»»
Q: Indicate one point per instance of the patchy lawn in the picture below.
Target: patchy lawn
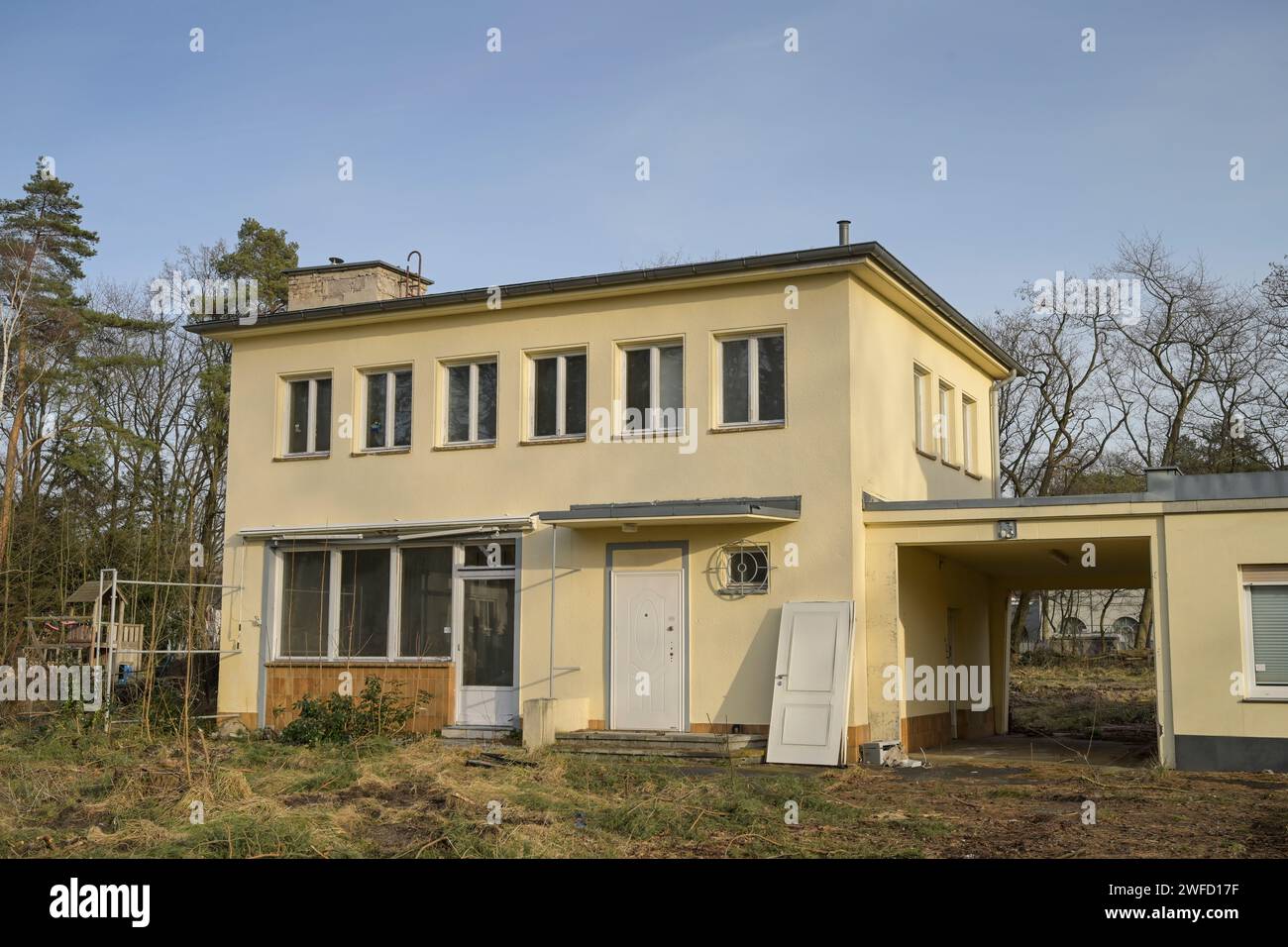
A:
(1111, 697)
(73, 793)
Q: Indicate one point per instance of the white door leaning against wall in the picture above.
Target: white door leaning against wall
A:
(648, 651)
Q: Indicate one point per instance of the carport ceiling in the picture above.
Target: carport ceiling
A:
(1120, 562)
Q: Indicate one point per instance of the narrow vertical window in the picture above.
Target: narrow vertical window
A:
(308, 416)
(387, 416)
(752, 380)
(471, 403)
(559, 395)
(921, 408)
(653, 388)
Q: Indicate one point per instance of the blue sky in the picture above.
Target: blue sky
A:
(520, 165)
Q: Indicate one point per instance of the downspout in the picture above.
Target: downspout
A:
(997, 429)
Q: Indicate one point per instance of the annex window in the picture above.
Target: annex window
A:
(425, 618)
(387, 408)
(305, 599)
(921, 408)
(391, 603)
(752, 379)
(308, 423)
(944, 424)
(471, 402)
(653, 379)
(970, 446)
(364, 603)
(557, 395)
(1266, 634)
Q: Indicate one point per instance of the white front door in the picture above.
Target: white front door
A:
(811, 684)
(648, 651)
(487, 652)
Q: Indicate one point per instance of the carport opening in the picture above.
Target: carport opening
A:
(1082, 667)
(1063, 629)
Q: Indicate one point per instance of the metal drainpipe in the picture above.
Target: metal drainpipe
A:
(997, 431)
(554, 547)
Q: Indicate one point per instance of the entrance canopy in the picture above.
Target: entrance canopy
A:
(745, 509)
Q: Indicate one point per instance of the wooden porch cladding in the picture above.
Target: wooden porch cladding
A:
(288, 682)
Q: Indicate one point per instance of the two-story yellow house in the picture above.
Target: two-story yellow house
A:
(562, 488)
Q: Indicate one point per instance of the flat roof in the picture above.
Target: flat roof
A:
(784, 509)
(845, 253)
(1163, 484)
(361, 264)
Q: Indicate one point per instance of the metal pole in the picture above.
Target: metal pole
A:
(111, 654)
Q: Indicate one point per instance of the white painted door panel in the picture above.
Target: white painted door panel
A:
(811, 684)
(648, 651)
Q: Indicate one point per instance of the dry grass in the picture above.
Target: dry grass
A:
(78, 793)
(1111, 697)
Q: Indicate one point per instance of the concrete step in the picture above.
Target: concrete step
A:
(661, 744)
(478, 735)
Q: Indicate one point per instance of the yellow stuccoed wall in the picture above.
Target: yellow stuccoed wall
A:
(849, 428)
(1205, 618)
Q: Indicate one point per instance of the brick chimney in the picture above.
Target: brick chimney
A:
(347, 283)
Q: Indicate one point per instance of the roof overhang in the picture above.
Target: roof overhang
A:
(876, 264)
(400, 530)
(765, 510)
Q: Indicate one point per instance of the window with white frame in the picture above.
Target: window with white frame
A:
(944, 424)
(653, 386)
(1266, 631)
(471, 402)
(752, 379)
(386, 408)
(557, 394)
(921, 408)
(398, 602)
(308, 416)
(970, 446)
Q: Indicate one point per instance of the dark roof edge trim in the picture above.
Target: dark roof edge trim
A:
(829, 254)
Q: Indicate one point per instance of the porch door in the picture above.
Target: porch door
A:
(648, 651)
(811, 684)
(487, 652)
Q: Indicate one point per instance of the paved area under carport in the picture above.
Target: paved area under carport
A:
(1017, 748)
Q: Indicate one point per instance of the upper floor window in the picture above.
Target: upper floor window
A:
(387, 408)
(970, 446)
(944, 420)
(752, 379)
(922, 431)
(308, 425)
(471, 402)
(653, 381)
(1266, 631)
(557, 394)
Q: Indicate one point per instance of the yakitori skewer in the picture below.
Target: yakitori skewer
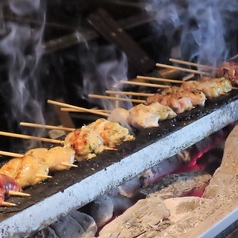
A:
(10, 154)
(202, 66)
(130, 93)
(21, 136)
(182, 69)
(8, 204)
(16, 155)
(65, 109)
(187, 77)
(77, 108)
(14, 193)
(115, 98)
(46, 126)
(144, 84)
(159, 79)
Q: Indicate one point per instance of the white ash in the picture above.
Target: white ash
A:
(178, 185)
(147, 215)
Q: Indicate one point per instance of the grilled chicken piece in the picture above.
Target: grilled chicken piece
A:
(211, 87)
(7, 183)
(178, 104)
(119, 115)
(228, 70)
(37, 152)
(86, 142)
(146, 116)
(112, 133)
(56, 156)
(11, 168)
(26, 171)
(31, 171)
(196, 96)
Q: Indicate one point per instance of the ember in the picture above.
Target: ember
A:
(146, 170)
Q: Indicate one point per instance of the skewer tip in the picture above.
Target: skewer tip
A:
(7, 204)
(69, 165)
(43, 176)
(14, 193)
(110, 148)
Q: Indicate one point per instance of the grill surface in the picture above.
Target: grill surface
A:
(76, 187)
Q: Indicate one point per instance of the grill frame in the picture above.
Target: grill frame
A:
(70, 190)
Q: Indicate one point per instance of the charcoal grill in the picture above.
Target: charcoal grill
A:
(70, 190)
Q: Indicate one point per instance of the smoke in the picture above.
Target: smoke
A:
(17, 47)
(205, 28)
(103, 67)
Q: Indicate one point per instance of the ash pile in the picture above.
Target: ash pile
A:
(182, 196)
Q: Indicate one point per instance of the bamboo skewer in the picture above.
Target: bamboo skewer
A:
(43, 176)
(130, 93)
(3, 133)
(182, 69)
(46, 126)
(69, 165)
(144, 84)
(10, 154)
(116, 98)
(191, 64)
(78, 108)
(7, 204)
(160, 79)
(66, 109)
(14, 193)
(187, 77)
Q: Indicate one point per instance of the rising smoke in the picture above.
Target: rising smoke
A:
(205, 28)
(103, 67)
(20, 87)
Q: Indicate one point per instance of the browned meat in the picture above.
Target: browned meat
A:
(229, 70)
(112, 132)
(211, 87)
(86, 142)
(146, 116)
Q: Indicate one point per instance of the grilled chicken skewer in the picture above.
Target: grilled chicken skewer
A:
(58, 158)
(85, 142)
(179, 99)
(146, 116)
(211, 87)
(112, 133)
(26, 171)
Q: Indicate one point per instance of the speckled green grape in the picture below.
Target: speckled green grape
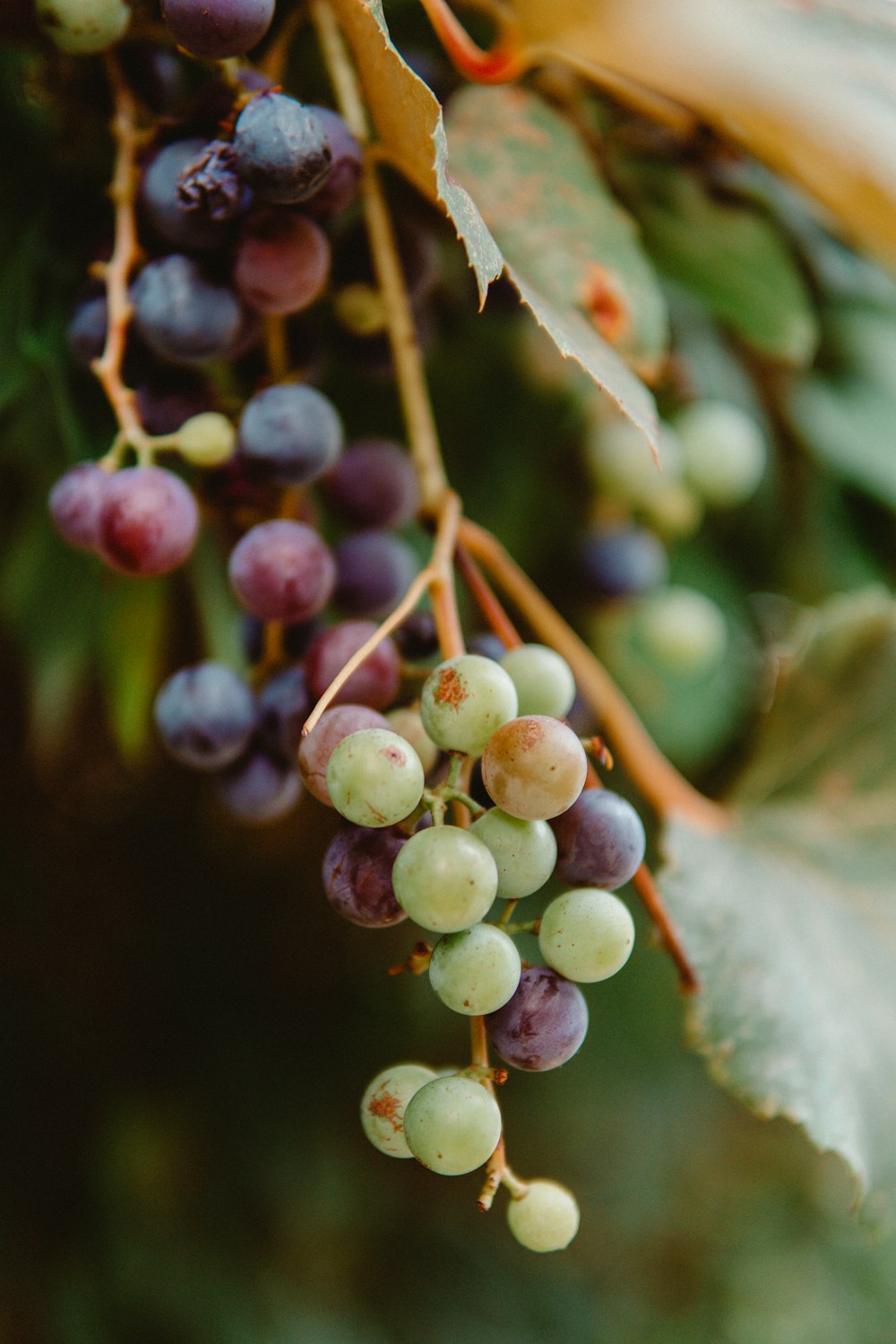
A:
(522, 851)
(452, 1125)
(586, 935)
(445, 879)
(465, 701)
(476, 970)
(383, 1107)
(375, 777)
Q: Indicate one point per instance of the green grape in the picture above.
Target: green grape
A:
(586, 935)
(476, 970)
(522, 851)
(465, 701)
(452, 1125)
(543, 680)
(375, 777)
(445, 879)
(546, 1218)
(383, 1107)
(83, 26)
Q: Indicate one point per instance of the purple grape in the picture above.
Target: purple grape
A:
(282, 572)
(290, 430)
(281, 148)
(206, 715)
(148, 521)
(543, 1024)
(358, 875)
(374, 572)
(374, 683)
(600, 840)
(374, 486)
(75, 502)
(218, 29)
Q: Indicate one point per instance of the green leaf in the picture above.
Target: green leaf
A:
(788, 916)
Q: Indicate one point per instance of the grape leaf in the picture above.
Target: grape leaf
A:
(788, 916)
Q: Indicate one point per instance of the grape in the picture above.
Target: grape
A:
(75, 502)
(445, 878)
(148, 521)
(374, 572)
(331, 728)
(374, 777)
(533, 768)
(290, 430)
(600, 841)
(543, 680)
(281, 148)
(83, 26)
(524, 851)
(383, 1107)
(218, 29)
(543, 1024)
(374, 486)
(724, 452)
(204, 715)
(379, 676)
(282, 572)
(465, 701)
(358, 875)
(452, 1125)
(182, 316)
(474, 970)
(544, 1218)
(282, 263)
(586, 935)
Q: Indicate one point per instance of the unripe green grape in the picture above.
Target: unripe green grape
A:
(476, 970)
(522, 851)
(543, 680)
(375, 777)
(445, 879)
(546, 1218)
(586, 935)
(383, 1107)
(452, 1125)
(463, 701)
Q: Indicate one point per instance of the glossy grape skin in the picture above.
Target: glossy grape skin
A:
(204, 715)
(358, 875)
(533, 768)
(474, 970)
(445, 878)
(600, 840)
(452, 1125)
(384, 1102)
(282, 572)
(218, 29)
(543, 1024)
(148, 521)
««
Problem
Reproduce, unchanged, every line from the one containing "Q: Indicate one point per instance of the glossy" through the final line of the items.

Solution for this problem
Q: Indicate one point per instance of the glossy grape skin in the picture above.
Target: glossy grape skin
A:
(204, 715)
(358, 875)
(533, 768)
(474, 970)
(445, 878)
(600, 840)
(452, 1125)
(384, 1102)
(282, 572)
(218, 29)
(543, 1024)
(148, 521)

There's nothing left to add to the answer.